• _How to complete this task_
Give the records again in full, exactly as they are.

• _Material shown_
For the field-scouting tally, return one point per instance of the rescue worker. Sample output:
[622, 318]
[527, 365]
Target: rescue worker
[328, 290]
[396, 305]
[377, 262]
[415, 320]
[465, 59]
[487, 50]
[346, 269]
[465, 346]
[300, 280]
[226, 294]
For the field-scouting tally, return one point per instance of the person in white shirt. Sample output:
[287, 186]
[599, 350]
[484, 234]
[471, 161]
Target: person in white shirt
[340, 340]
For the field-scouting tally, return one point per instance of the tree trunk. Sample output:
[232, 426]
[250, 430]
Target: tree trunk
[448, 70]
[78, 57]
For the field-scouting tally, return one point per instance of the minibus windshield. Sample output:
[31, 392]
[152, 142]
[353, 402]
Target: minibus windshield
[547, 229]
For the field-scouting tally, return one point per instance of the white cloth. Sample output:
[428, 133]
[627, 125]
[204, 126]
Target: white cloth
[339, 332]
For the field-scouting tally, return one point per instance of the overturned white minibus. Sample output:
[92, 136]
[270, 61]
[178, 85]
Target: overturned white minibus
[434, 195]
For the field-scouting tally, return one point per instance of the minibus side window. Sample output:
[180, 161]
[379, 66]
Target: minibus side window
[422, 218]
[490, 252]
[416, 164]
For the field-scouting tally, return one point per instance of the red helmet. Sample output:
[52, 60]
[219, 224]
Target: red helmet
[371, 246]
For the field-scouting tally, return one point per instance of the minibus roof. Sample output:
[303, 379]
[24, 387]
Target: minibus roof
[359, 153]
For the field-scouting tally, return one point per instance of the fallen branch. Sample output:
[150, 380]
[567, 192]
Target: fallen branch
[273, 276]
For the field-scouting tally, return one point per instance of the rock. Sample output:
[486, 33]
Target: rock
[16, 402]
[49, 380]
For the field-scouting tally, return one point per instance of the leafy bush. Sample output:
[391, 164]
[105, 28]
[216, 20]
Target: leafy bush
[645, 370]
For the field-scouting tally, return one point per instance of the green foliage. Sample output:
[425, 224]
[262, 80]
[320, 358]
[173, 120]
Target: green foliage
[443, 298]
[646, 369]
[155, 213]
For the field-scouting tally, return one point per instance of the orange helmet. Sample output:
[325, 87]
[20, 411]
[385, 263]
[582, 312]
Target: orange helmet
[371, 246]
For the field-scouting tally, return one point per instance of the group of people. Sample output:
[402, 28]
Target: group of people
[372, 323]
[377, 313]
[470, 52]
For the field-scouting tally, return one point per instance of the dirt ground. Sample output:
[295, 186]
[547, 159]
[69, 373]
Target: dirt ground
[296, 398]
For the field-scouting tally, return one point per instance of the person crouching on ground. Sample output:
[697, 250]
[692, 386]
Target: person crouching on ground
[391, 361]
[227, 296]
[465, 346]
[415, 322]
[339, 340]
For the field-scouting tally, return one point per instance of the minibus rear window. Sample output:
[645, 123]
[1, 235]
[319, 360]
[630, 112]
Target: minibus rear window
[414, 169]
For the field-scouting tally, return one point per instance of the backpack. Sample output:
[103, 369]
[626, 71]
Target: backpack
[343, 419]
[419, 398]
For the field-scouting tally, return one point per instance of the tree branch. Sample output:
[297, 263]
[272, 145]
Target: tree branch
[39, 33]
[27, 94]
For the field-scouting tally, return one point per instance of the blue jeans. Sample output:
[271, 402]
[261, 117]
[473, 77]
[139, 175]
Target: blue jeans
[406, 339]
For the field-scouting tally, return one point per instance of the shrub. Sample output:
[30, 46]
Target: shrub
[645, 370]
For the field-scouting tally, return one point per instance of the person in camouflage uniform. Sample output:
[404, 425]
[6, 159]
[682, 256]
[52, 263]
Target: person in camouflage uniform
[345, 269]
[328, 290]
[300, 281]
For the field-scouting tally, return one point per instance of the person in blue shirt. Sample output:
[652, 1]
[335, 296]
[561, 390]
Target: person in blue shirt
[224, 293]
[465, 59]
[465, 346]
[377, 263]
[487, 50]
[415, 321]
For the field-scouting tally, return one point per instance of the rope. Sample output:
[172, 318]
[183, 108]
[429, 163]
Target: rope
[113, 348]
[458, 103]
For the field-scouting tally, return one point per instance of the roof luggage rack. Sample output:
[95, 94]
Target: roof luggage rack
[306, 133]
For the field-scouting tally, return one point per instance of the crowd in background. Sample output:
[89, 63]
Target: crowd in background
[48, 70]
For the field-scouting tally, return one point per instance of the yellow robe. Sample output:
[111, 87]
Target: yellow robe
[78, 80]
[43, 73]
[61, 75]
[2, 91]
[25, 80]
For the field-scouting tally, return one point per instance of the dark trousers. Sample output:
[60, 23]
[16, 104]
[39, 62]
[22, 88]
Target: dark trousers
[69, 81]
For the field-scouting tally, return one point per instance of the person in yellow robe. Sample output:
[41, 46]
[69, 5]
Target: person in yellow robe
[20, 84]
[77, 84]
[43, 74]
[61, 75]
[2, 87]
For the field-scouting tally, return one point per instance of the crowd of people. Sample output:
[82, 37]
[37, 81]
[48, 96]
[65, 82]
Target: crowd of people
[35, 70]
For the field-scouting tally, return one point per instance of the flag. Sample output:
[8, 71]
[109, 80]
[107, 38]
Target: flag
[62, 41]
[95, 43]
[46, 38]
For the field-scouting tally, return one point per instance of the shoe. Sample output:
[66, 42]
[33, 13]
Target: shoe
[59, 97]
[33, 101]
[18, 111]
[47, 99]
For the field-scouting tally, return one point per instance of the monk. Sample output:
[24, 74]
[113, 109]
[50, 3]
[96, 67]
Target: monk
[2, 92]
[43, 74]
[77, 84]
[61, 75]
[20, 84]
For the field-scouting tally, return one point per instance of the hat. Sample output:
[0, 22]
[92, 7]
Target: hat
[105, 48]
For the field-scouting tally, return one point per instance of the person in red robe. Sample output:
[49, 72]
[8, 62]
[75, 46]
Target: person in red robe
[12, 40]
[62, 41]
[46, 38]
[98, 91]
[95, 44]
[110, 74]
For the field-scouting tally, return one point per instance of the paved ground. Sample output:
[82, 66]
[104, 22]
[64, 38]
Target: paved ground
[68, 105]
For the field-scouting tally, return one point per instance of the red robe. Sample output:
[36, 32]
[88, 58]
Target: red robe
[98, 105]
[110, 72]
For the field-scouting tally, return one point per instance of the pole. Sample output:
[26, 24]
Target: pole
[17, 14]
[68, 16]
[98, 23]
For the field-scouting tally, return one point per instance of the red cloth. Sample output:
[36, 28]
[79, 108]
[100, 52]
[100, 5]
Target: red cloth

• _Response to the task_
For the field-scouting tally, return one point per instance of the rescue worker. Sample output:
[622, 318]
[527, 365]
Target: rescue worker
[328, 290]
[396, 305]
[377, 262]
[415, 320]
[465, 59]
[487, 50]
[346, 269]
[465, 346]
[300, 280]
[226, 294]
For the field-scouting tally, return one point per instance of the person in white shirt. Sample output:
[287, 186]
[599, 350]
[484, 234]
[471, 161]
Target: person in white shirt
[340, 340]
For the field-scouting tally, return one point per instance of the tree trunk. Sample output:
[232, 426]
[250, 430]
Target: tree trunk
[448, 70]
[78, 57]
For the field-scouting tally, return one point per instance of the minibus windshield. Sample output:
[31, 392]
[152, 142]
[353, 402]
Target: minibus windshield
[547, 229]
For the field-scouting tally, return one point per instance of the white cloth. Sample output:
[428, 133]
[627, 125]
[204, 126]
Target: white cloth
[339, 332]
For the field-scouting tally, return one point per instance of the overturned white minibus. Sample output:
[92, 136]
[270, 61]
[178, 85]
Target: overturned white minibus
[434, 195]
For the field-scouting tally, return one point per instance of the minibus side window. Sample output:
[180, 161]
[379, 66]
Target: minibus side window
[422, 218]
[490, 252]
[416, 164]
For the field-scouting tally, return one point per instance of the red helmet. Sample output:
[52, 60]
[219, 224]
Target: red helmet
[371, 246]
For the field-scouting tally, return one point per instance of the minibus roof. Sample output:
[303, 379]
[24, 387]
Target: minibus roof
[359, 153]
For the field-scouting tally, return one point per instance of the fallen branch. Sample output:
[150, 380]
[567, 192]
Target: fallen branch
[273, 276]
For the field-scouting tally, return one point per instance of the rock. Sample output:
[486, 33]
Target: rock
[16, 402]
[49, 380]
For the field-scouting tally, return one point per instance of the leafy bush. Sample output:
[391, 164]
[105, 28]
[216, 20]
Target: leafy bush
[645, 370]
For the field-scouting tally, return one point per instance of the green foliage. Sample output:
[425, 224]
[262, 80]
[320, 358]
[173, 120]
Target: green foliage
[443, 298]
[646, 369]
[155, 213]
For the field-scouting tally, return one point per instance of the orange helmet. Sample output:
[325, 87]
[20, 411]
[385, 263]
[582, 312]
Target: orange helmet
[371, 246]
For the field-scouting tally, return one point per instance of the group of people. Sample output:
[402, 28]
Target: group of people
[372, 323]
[377, 313]
[470, 52]
For the field-scouting tally, return one point per instance of the dirt ground. Sample output:
[295, 186]
[547, 159]
[69, 373]
Target: dirt ground
[296, 398]
For the field-scouting tally, return one point per instance of the person crouching on ground. Sample output:
[697, 250]
[692, 386]
Target: person crouching on ground
[391, 361]
[227, 296]
[465, 346]
[415, 322]
[339, 340]
For the field-scouting tally, return one point per instance of the minibus rear window. Sample output:
[645, 123]
[1, 235]
[319, 360]
[630, 112]
Target: minibus rear window
[414, 169]
For the field-scouting tally, return one point per instance of the backpack. Sample output:
[103, 369]
[626, 71]
Target: backpack
[343, 419]
[419, 398]
For the field-scouting tally, return one point per instance of the tree branch. Sample output:
[297, 263]
[272, 145]
Target: tree branch
[39, 33]
[27, 94]
For the field-scouting tally, return one point per instance of the blue jeans. Sample output:
[271, 402]
[261, 117]
[473, 77]
[139, 175]
Target: blue jeans
[406, 339]
For the field-scouting tally, return one point per instance of the shrub. Sample output:
[30, 46]
Target: shrub
[645, 370]
For the field-scouting tally, return one point per instance of the person in camouflage uniform. Sample output:
[404, 425]
[6, 159]
[682, 256]
[52, 263]
Target: person in camouflage uniform
[345, 269]
[328, 290]
[300, 281]
For the field-scouting tally, return one point per instance of the person in blue shirt. Sample output:
[652, 1]
[335, 296]
[561, 390]
Target: person in blue shirt
[224, 293]
[465, 59]
[465, 346]
[377, 263]
[487, 50]
[415, 321]
For the field-scouting tally, return one point per instance of the rope. Sample output:
[172, 318]
[183, 108]
[429, 163]
Target: rope
[113, 348]
[458, 103]
For the field-scouting tally, return one point per instance of the roof luggage rack. Sample output:
[95, 94]
Target: roof luggage rack
[306, 133]
For the field-scouting tally, return one point per instance of the crowd in background. Sample output:
[89, 63]
Target: crowd in background
[48, 70]
For the field-scouting tally, return one point per instance of the yellow robe. Sample output:
[111, 87]
Target: yellow robe
[78, 80]
[43, 73]
[61, 75]
[2, 91]
[25, 80]
For the field-scouting tally, return one point per instance of the dark trousers. Sample output:
[60, 23]
[16, 104]
[39, 62]
[22, 88]
Target: dark trousers
[69, 81]
For the field-scouting tally, return one point per instance of the person in yellow robe. Sample output:
[41, 46]
[69, 5]
Target: person in yellow robe
[20, 84]
[77, 84]
[43, 74]
[61, 75]
[2, 87]
For the field-scouting tally, return one point per instance of the crowd of people. Sample output:
[82, 37]
[37, 81]
[48, 96]
[65, 82]
Target: crowd of people
[35, 70]
For the field-scouting tally, return one point per instance of the flag. Sample output:
[8, 71]
[109, 80]
[107, 38]
Target: flag
[62, 41]
[95, 43]
[46, 38]
For the field-scouting tally, return one point per instance of the shoe. Sample output:
[66, 42]
[33, 13]
Target: shoe
[59, 97]
[33, 101]
[18, 111]
[47, 99]
For the field-scouting tally, return one point per instance of the monk. Sample output:
[24, 74]
[113, 109]
[50, 3]
[96, 67]
Target: monk
[2, 92]
[43, 74]
[77, 84]
[61, 75]
[20, 84]
For the field-scouting tally, return one point per instance of the hat. Sample output:
[0, 22]
[92, 7]
Target: hat
[105, 48]
For the field-scouting tally, return one point per instance of the person in red robe. Sample output:
[49, 72]
[8, 62]
[75, 46]
Target: person in red robe
[12, 40]
[62, 41]
[46, 38]
[98, 91]
[95, 44]
[110, 74]
For the field-scouting tally, return one point per instance of the paved ground. Sample output:
[82, 66]
[104, 22]
[64, 38]
Target: paved ground
[68, 105]
For the field-scouting tally, return one point per instance of the red robe. Sample output:
[36, 32]
[88, 58]
Target: red robe
[98, 105]
[110, 72]
For the field-scouting tally, return one point per instance of the pole. Sample output:
[26, 24]
Target: pole
[17, 14]
[68, 16]
[98, 23]
For the field-scouting tally, return one point per instance of the red cloth. Sample output:
[36, 28]
[79, 108]
[100, 52]
[100, 5]
Target: red cloth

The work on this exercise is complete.